↓↓↓

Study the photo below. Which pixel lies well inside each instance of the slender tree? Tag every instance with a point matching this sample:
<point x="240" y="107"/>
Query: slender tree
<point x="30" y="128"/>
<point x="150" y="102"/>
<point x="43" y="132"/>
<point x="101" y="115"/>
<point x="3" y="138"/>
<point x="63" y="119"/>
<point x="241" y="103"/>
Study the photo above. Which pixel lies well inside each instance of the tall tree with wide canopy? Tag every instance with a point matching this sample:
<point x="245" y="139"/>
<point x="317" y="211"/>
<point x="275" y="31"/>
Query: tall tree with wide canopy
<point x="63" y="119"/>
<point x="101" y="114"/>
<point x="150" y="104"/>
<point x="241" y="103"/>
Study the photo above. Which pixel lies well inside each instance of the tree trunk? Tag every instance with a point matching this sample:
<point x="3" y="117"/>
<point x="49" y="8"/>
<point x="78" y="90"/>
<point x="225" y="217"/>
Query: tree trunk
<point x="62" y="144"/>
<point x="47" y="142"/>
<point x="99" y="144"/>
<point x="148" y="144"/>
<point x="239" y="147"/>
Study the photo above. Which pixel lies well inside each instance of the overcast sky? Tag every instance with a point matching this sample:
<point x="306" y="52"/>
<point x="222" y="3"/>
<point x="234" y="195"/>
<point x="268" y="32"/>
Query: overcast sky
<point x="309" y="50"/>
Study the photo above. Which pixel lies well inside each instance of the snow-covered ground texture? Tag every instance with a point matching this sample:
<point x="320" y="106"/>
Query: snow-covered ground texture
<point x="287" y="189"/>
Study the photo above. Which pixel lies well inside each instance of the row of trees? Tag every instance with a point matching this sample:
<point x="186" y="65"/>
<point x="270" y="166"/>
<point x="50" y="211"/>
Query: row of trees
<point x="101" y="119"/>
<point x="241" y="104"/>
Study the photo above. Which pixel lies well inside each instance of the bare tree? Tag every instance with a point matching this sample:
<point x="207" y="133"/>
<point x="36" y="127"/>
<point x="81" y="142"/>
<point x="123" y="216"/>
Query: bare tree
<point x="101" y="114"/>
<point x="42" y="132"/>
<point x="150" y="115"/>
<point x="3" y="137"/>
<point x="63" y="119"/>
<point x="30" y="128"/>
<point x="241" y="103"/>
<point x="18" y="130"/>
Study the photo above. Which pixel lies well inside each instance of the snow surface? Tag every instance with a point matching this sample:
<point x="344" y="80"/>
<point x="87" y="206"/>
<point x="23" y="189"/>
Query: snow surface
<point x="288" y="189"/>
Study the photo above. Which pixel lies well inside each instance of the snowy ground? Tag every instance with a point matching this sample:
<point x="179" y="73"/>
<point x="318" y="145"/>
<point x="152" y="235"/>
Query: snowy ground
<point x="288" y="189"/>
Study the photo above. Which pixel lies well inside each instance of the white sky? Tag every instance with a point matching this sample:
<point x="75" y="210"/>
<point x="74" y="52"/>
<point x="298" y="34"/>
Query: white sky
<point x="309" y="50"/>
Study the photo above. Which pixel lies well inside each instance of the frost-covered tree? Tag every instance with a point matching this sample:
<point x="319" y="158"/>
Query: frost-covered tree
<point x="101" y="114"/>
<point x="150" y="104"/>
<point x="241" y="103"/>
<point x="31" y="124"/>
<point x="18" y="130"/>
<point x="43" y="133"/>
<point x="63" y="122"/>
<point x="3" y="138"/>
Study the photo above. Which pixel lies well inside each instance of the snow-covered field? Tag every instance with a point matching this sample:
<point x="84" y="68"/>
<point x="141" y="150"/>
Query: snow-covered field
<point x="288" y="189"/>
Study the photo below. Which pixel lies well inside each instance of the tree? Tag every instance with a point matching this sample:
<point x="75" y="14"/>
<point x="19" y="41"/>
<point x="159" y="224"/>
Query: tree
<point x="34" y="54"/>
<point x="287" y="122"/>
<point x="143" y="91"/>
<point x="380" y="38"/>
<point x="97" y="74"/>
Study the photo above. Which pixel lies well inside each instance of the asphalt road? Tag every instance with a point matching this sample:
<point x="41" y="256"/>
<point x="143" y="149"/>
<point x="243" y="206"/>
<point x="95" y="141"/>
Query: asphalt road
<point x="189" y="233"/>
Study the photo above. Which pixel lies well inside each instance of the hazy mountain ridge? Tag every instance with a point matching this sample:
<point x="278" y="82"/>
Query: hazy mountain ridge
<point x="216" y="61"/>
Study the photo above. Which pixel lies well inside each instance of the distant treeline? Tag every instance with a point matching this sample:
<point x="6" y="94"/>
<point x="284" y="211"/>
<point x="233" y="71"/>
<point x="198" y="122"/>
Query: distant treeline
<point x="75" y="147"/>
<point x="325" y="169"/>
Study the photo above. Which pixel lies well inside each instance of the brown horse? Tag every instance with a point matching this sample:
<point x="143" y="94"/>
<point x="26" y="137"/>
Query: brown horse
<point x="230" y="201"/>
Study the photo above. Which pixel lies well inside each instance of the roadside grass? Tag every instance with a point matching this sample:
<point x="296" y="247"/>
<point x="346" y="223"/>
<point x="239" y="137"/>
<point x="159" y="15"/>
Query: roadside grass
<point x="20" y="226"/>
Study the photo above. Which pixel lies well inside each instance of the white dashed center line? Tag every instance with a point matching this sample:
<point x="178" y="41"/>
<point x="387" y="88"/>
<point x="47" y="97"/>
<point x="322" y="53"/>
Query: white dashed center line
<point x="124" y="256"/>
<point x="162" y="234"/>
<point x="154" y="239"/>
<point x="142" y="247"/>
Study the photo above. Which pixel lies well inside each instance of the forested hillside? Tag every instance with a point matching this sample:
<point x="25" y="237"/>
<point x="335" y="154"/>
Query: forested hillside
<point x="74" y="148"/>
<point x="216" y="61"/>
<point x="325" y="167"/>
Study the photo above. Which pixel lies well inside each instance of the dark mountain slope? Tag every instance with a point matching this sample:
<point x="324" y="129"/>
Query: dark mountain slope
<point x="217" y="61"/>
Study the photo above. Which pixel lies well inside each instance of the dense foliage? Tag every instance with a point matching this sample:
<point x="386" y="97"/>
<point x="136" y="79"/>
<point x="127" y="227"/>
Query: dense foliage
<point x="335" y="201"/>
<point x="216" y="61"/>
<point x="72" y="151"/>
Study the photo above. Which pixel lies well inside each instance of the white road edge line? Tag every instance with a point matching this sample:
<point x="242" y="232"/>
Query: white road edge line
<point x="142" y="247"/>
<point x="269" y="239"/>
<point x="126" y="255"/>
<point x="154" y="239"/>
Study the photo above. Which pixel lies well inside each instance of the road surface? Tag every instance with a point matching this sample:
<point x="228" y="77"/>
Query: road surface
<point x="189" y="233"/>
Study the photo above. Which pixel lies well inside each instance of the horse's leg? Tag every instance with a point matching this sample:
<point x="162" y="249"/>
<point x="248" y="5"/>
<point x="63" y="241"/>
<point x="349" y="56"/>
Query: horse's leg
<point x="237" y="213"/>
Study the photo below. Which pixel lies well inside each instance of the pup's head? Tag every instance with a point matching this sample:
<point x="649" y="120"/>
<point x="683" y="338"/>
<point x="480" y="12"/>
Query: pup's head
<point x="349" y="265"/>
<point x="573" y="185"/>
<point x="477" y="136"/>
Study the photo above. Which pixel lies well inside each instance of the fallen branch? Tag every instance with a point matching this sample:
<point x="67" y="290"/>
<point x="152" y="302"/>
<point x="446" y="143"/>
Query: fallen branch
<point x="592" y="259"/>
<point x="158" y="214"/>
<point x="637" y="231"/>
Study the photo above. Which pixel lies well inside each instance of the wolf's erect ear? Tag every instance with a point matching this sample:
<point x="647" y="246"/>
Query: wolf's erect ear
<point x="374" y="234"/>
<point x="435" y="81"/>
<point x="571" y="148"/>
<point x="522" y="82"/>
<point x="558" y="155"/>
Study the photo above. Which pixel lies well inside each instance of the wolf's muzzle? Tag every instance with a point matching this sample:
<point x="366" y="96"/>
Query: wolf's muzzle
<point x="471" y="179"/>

↑↑↑

■ WHAT YOU HAVE TO DO ■
Reproduce only the lines running from the one with "of the pup's" through the final line of the listing above, both ends included.

■ SOLUTION FOR THIS PROBLEM ■
Study the photo below. Which pixel lies well inside each instance of the pup's head? Tag every instance with a point matching this sample:
<point x="649" y="120"/>
<point x="683" y="338"/>
<point x="480" y="12"/>
Query: pup's head
<point x="349" y="265"/>
<point x="573" y="185"/>
<point x="477" y="136"/>
Study the photo above. Which pixel lies well inside each instance of the fallen branch? Tag every instance with a point matching this sample:
<point x="67" y="290"/>
<point x="152" y="302"/>
<point x="446" y="143"/>
Query: fallen branch
<point x="592" y="259"/>
<point x="158" y="214"/>
<point x="637" y="231"/>
Study the photo above. Which pixel lies well inside each instance of the wolf's erect ear? Tag every instance with a point matching this sample:
<point x="647" y="246"/>
Query: wolf's erect ear
<point x="374" y="234"/>
<point x="435" y="81"/>
<point x="571" y="148"/>
<point x="522" y="82"/>
<point x="558" y="155"/>
Study the photo above. Which pixel lies well inside each instance of the wolf's muzzle? Tag every instance with a point matching this sample:
<point x="366" y="96"/>
Query: wolf's muzzle
<point x="471" y="179"/>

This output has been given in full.